++++ Text provided ++++

Coptodon fusiforme
- Conservation status: Critically Endangered (IUCN 3.1)

Scientific classification
- Kingdom: Animalia
- Phylum: Chordata
- Class: Actinopterygii
- Order: Cichliformes
- Family: Cichlidae
- Genus: Coptodon
- Species: C. fusiforme
- Binomial name: Coptodon fusiforme (Dunz & Schliewen, 2010)
- Synonyms: Tilapia fusiforme Dunz & Schliewen, 2010

= Coptodon fusiforme =

- Authority: (Dunz & Schliewen, 2010)
- Conservation status: CR
- Synonyms: Tilapia fusiforme Dunz & Schliewen, 2010

Species of fish

Coptodon fusiforme is a species of fish in the cichlid family, endemic to Lake Ejagham in western Cameroon. It was only scientifically described in 2010. It was rated critically endangered by the IUCN in 2023, and it faces the same risks as C. deckerti, which is threatened by pollution and sedimentation from human activities, a catfish from the genus Parauchenoglanis that has been introduced to the lake, and potentially also by large emissions of carbon dioxide (CO_{2}) from the lake's bottom (compare Lake Nyos), although Ejagham is too shallow to contain very high amounts of this gas.

It reaches up to 8 cm in length, and mainly feeds on plankton in open water, but also takes small particles from the bottom and the water's surface.

++++ Recorded data ++++

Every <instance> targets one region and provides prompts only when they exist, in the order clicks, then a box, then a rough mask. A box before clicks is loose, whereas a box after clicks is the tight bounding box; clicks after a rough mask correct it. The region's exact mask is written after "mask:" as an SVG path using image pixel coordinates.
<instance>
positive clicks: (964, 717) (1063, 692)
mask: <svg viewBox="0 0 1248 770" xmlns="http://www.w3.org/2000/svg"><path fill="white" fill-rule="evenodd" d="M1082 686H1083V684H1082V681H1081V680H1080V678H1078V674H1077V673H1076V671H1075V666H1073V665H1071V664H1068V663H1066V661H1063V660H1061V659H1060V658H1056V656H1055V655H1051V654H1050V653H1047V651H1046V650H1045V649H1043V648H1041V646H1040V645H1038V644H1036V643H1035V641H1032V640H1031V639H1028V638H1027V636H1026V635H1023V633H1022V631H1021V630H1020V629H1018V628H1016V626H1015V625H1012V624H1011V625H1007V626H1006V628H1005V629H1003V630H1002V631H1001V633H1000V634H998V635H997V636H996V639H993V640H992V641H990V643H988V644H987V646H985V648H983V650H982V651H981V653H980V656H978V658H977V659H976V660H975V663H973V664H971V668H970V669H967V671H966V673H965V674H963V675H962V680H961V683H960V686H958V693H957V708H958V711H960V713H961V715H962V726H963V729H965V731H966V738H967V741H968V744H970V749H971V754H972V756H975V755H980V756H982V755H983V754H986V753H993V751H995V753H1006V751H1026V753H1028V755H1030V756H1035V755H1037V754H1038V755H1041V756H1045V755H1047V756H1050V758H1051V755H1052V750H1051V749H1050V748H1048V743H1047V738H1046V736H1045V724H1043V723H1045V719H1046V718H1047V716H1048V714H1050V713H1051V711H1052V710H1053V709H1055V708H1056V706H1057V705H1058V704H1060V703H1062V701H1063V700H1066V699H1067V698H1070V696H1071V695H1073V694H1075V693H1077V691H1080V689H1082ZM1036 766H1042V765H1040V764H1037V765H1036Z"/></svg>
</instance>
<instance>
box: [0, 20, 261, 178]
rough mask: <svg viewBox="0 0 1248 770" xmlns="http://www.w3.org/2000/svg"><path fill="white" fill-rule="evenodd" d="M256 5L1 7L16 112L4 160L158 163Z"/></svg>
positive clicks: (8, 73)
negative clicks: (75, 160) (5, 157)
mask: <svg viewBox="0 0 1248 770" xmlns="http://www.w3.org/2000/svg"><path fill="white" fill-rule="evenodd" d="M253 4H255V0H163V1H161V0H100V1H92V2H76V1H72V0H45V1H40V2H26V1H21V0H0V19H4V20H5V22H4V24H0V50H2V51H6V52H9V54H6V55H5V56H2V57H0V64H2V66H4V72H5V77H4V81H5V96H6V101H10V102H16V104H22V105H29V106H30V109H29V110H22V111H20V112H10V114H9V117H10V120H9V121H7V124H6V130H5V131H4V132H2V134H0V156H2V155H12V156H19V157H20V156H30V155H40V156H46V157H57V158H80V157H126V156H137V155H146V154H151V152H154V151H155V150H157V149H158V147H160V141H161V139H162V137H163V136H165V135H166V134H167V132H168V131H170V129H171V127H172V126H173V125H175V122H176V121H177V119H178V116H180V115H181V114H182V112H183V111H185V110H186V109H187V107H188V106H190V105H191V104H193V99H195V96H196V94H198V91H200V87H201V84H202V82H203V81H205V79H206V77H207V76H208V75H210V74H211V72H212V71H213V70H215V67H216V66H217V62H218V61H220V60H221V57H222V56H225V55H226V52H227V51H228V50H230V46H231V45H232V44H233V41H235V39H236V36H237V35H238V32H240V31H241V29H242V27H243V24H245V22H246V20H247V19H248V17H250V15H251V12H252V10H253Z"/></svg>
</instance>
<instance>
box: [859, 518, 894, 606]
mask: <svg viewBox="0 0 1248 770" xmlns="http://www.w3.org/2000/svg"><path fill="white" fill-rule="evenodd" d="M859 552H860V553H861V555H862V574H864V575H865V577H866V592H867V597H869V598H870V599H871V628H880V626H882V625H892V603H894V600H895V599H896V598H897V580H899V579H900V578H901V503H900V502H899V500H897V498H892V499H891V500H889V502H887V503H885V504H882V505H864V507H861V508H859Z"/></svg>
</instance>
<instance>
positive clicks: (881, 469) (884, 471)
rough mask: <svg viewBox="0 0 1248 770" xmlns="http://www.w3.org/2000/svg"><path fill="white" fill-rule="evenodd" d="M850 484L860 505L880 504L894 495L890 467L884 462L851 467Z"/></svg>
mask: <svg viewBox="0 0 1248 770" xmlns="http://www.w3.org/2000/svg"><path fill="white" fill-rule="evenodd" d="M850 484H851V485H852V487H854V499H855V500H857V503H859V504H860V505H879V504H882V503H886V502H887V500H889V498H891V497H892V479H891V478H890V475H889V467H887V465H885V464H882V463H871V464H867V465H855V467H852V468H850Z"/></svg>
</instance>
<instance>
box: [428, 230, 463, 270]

++++

Exercises to complete:
a – Say whether each statement agrees with the Coptodon fusiforme text, answering yes or no and quoting the words that decide it: (i) The species is found only in Lake Ejagham in western Cameroon. (ii) The species was scientifically described in 2023. (iii) The species feeds only on small particles from the lake bottom.
b – Copy word for word the part of the Coptodon fusiforme text between "Scientific classification" and "fusiforme (Dunz & Schliewen, 2010)", inclusive.
Rely on the Coptodon fusiforme text alone.

Answer section:
a –
(i) Yes: "endemic to Lake Ejagham in western Cameroon"
(ii) No: "It was only scientifically described in 2010."
(iii) No: "mainly feeds on plankton in open water"

b –
Scientific classification
- Kingdom: Animalia
- Phylum: Chordata
- Class: Actinopterygii
- Order: Cichliformes
- Family: Cichlidae
- Genus: Coptodon
- Species: C. fusiforme
- Binomial name: Coptodon fusiforme (Dunz & Schliewen, 2010)